● WHAT TO WORK ON
Print the records exactly. Miss nothing.

▼▼▼

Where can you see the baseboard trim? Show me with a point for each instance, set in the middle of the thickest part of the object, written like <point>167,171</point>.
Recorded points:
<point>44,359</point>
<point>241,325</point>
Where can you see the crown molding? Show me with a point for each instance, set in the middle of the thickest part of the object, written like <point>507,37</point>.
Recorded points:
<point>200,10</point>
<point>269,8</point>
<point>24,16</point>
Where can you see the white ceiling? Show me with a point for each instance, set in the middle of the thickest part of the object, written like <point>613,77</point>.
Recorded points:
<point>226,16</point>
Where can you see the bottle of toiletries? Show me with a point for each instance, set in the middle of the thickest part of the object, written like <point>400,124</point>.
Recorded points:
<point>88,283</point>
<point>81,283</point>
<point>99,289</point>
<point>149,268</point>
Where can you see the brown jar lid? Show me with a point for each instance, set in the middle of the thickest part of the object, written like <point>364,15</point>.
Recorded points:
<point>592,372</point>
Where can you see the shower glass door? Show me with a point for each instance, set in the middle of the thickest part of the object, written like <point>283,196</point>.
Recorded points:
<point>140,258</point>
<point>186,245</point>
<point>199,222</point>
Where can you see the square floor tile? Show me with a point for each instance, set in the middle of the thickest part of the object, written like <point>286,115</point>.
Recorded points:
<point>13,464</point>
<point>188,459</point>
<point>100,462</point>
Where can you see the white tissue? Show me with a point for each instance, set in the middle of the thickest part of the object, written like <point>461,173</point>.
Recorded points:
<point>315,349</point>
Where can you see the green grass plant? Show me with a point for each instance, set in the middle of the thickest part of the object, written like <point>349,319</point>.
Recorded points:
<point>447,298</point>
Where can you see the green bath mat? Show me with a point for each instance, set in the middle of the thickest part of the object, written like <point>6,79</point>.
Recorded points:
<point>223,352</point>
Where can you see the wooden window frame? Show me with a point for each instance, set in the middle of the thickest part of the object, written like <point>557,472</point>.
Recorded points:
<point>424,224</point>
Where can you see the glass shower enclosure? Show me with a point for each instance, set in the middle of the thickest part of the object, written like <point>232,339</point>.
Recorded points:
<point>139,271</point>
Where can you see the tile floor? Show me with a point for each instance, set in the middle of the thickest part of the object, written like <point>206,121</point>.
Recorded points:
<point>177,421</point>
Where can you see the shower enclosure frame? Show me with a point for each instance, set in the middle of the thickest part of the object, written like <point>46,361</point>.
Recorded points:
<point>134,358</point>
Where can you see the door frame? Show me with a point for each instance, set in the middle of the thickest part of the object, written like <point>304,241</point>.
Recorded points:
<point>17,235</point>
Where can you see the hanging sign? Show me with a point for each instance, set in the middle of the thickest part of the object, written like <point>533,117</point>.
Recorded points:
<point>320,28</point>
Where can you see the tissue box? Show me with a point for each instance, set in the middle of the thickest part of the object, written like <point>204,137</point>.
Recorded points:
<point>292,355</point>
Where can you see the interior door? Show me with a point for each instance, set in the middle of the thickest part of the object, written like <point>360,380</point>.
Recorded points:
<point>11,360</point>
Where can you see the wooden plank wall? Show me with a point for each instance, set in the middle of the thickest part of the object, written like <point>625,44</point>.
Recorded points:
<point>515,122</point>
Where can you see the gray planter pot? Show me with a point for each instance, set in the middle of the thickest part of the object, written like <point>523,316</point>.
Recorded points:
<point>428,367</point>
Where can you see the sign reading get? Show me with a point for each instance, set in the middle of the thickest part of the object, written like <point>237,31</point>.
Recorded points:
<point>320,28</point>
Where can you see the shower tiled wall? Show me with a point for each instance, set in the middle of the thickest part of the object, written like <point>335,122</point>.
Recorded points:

▲▲▲

● TASK SOLUTION
Where can you see the baseboard trim? Show me with a point for each instance, set in the middle of the thickest part of the object, written like <point>167,171</point>.
Recorded points:
<point>44,359</point>
<point>241,325</point>
Where can you see the crown molding? Show me with a point for each instance, set in the middle of the thickest part of the object, written like <point>507,37</point>.
Recorded points:
<point>200,10</point>
<point>269,8</point>
<point>24,16</point>
Where can you see the white ceiling? Show me with a point for each instance, set in the middle of the thickest part of the object, written like <point>613,77</point>.
Recorded points:
<point>226,16</point>
Where can you see the bottle of toiletries? Show me with a point for each instance, set in the middle of the thickest part of the object, written like <point>400,124</point>.
Recorded points:
<point>88,283</point>
<point>81,283</point>
<point>99,289</point>
<point>149,268</point>
Where can you see the brown jar lid? Show me with a point for each instance, set in the middle of the thickest part of the object, written like <point>364,15</point>.
Recorded points:
<point>592,372</point>
Where can you see the shower glass door? Show me with a point for each instance, set in the middle of the thickest part of the object, written like <point>283,196</point>.
Recorded points:
<point>140,258</point>
<point>186,245</point>
<point>199,222</point>
Where can you see the square floor tile? Show me with a point for each instance, set in the middle of the thickest part of the object, written like <point>286,115</point>.
Recorded points:
<point>13,464</point>
<point>188,459</point>
<point>100,462</point>
Where can you see the white tissue? Show me with a point for each instance, set in the middle of the thickest part of the object, written like <point>461,173</point>.
Recorded points:
<point>315,349</point>
Where can you see the green grass plant? Show me with a point for each instance, set in the middle of the thickest part of the object, written like <point>349,319</point>.
Recorded points:
<point>447,298</point>
Where can you see the green bath mat? Show me with a point for each instance, set in the middle of the thickest part of the object, written like <point>6,79</point>.
Recorded points:
<point>223,352</point>
Where can you see the wooden window frame? Show me with a point for each instance, set in the middle of the thickest part of the object, written like <point>557,472</point>.
Recorded points:
<point>424,224</point>
Where can you see the glass shower enclosure? Show me with a point for each instance, set in the middle of the thickest part of the object, written like <point>232,339</point>.
Recorded points:
<point>139,271</point>
Where can you see the tile floor? Show me with a point for each instance, set in the middle of the thickest part of the object, written like <point>206,121</point>.
Recorded points:
<point>177,421</point>
Where can you see the shower enclosure frame? Show me with a point for each instance, set in the middle of the thickest part of the object, written like <point>46,361</point>.
Recorded points:
<point>134,358</point>
Where can you see the door frame? Show me with a point for each instance, set in the middle of the thickest part of the object, written like <point>304,241</point>.
Recorded points:
<point>17,235</point>
Where can you see the hanging sign? Show me with a point for each instance, set in the middle of the thickest part of the object, written like <point>533,117</point>.
Recorded points:
<point>320,28</point>
Where can you see the tissue box? Show me with a point for each instance, set in the middle of the thickest part of the object, written like <point>204,137</point>.
Recorded points:
<point>292,355</point>
Where can you see the interior door? Show me with a point for each instance, set in the middle of the thickest part of the object, written like <point>360,380</point>.
Recorded points:
<point>11,360</point>
Where can you see the wooden plank wall? Show me with a point for each instance, set in the middle of the thickest part of the object, written like <point>625,44</point>.
Recorded points:
<point>515,122</point>
Where can you see the gray planter pot? Show me with a point for each instance, set in the middle of the thickest part of the object, written like <point>523,316</point>.
Recorded points:
<point>428,367</point>
Where can you see the sign reading get? Show me with a point for each instance, set in the middle of the thickest part of the object, written like <point>237,31</point>.
Recorded points:
<point>320,28</point>
Where can you see the shower tiled wall? Show me with a point for each instance, set in the middle of the thickest part of the object, written like <point>335,122</point>.
Recorded points:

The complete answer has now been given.